[Dataset entries]
####

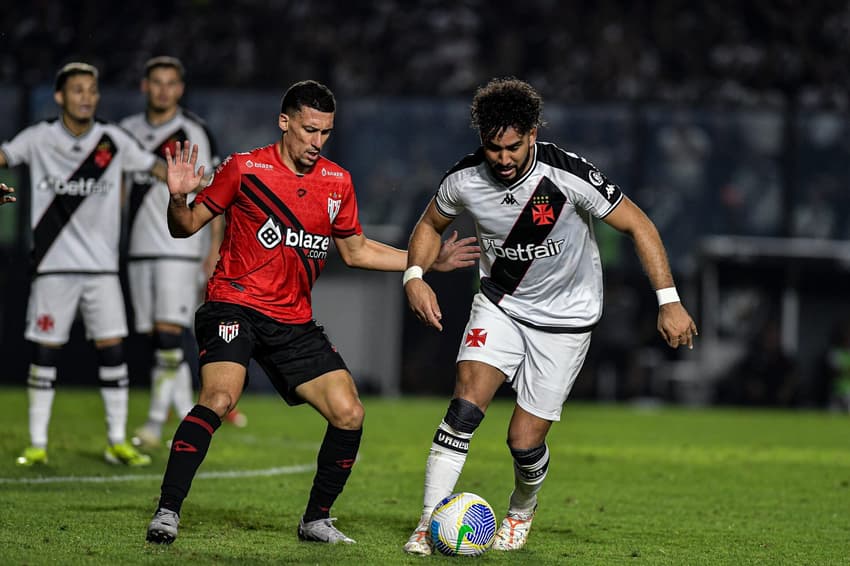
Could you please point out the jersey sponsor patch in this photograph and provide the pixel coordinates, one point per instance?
(269, 234)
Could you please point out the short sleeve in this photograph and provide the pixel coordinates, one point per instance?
(20, 148)
(345, 221)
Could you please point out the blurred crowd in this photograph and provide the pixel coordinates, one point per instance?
(751, 53)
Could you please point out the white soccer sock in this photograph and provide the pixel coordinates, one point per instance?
(40, 393)
(183, 396)
(163, 383)
(530, 470)
(115, 398)
(445, 463)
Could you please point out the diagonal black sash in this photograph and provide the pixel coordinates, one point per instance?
(138, 191)
(59, 213)
(532, 227)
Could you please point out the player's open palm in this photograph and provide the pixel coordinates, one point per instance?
(182, 177)
(455, 254)
(676, 325)
(423, 303)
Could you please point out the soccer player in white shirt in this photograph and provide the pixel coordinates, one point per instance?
(76, 163)
(541, 291)
(164, 272)
(7, 195)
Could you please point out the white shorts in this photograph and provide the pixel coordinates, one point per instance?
(163, 290)
(541, 366)
(54, 302)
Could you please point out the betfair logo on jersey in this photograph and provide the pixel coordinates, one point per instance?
(76, 187)
(525, 252)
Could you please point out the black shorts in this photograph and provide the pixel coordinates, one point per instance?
(290, 354)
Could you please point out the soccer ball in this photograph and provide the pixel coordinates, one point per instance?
(462, 524)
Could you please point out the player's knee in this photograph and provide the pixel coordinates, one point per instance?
(347, 415)
(463, 416)
(44, 356)
(220, 401)
(111, 356)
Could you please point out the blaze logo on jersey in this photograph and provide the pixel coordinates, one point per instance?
(333, 207)
(45, 323)
(476, 338)
(316, 244)
(228, 330)
(542, 214)
(103, 154)
(269, 234)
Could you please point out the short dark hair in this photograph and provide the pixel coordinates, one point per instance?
(308, 93)
(503, 103)
(164, 62)
(72, 69)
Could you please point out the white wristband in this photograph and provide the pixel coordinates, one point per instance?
(412, 272)
(667, 295)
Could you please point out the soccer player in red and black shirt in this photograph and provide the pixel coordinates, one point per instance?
(283, 203)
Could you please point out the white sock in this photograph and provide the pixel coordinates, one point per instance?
(163, 383)
(530, 469)
(183, 397)
(115, 398)
(445, 463)
(40, 393)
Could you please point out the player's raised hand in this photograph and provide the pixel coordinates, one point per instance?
(6, 194)
(423, 303)
(455, 253)
(676, 326)
(182, 178)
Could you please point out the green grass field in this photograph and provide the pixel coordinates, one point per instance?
(626, 486)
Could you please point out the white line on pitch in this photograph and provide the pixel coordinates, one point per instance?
(280, 471)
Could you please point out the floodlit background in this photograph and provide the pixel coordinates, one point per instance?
(727, 122)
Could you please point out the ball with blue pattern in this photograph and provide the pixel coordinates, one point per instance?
(463, 524)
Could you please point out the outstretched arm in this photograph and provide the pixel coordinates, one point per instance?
(674, 323)
(6, 193)
(423, 251)
(183, 179)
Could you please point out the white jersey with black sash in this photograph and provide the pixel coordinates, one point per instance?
(148, 198)
(76, 192)
(539, 263)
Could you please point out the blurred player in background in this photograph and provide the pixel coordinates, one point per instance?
(76, 163)
(284, 203)
(7, 195)
(163, 272)
(541, 291)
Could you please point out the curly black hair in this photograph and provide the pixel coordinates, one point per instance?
(307, 93)
(503, 103)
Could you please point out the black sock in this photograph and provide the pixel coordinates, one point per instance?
(188, 449)
(333, 466)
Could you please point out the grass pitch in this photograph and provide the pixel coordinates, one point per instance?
(625, 486)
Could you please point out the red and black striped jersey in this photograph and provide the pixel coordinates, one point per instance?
(278, 230)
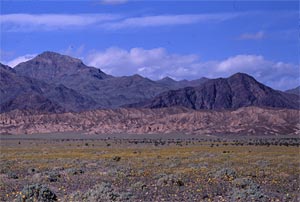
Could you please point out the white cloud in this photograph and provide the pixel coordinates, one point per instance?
(163, 20)
(158, 63)
(20, 59)
(252, 36)
(47, 22)
(113, 2)
(29, 22)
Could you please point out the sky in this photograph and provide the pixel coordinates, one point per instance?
(178, 39)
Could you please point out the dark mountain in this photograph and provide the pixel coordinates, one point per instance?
(294, 91)
(107, 91)
(237, 91)
(66, 82)
(55, 68)
(173, 84)
(19, 92)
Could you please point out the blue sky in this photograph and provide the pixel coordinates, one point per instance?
(180, 39)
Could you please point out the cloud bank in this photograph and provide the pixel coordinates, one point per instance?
(48, 22)
(252, 36)
(158, 63)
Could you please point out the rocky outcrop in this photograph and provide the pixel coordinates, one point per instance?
(239, 90)
(246, 121)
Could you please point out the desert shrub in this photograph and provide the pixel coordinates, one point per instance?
(53, 176)
(139, 185)
(246, 190)
(12, 175)
(74, 171)
(170, 180)
(101, 192)
(32, 170)
(117, 158)
(226, 174)
(36, 192)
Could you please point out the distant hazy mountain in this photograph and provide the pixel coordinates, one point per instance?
(19, 92)
(173, 84)
(107, 91)
(54, 82)
(294, 91)
(56, 68)
(239, 90)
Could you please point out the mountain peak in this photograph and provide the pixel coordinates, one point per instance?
(54, 67)
(241, 75)
(56, 57)
(169, 79)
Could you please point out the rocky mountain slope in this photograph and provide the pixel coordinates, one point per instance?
(247, 121)
(56, 83)
(237, 91)
(19, 92)
(107, 91)
(295, 91)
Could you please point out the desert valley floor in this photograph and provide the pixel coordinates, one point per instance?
(174, 167)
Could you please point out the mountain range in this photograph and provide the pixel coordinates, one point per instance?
(57, 83)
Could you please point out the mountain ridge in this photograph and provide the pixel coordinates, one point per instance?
(59, 81)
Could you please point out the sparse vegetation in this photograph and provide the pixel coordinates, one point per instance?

####

- PROBLEM STATEMENT -
Your answer must be the line holding "Could you please point out the rocky mountain" and every later line of the entries above, written out exactly, and nothing else.

- ANSWER BOX -
Could you please point out the rocky mountain slope in this photograph and provide the pixel coordinates, one point per instance?
(247, 121)
(56, 83)
(237, 91)
(19, 92)
(107, 91)
(295, 91)
Could you please point out the desert valley floor in this photograph and provide the pixel coordinates, one point per instance?
(174, 167)
Could you please point out the mountain range in this photograph and provide the pixel coordinates, one point per instance?
(57, 83)
Could you please point out the mountain ridge in this photograph and provide the pixel coordinates, one point per instance?
(59, 81)
Could you please point out the sparse vegetation in this photograph and provide the pixel coordinates, one point per instance?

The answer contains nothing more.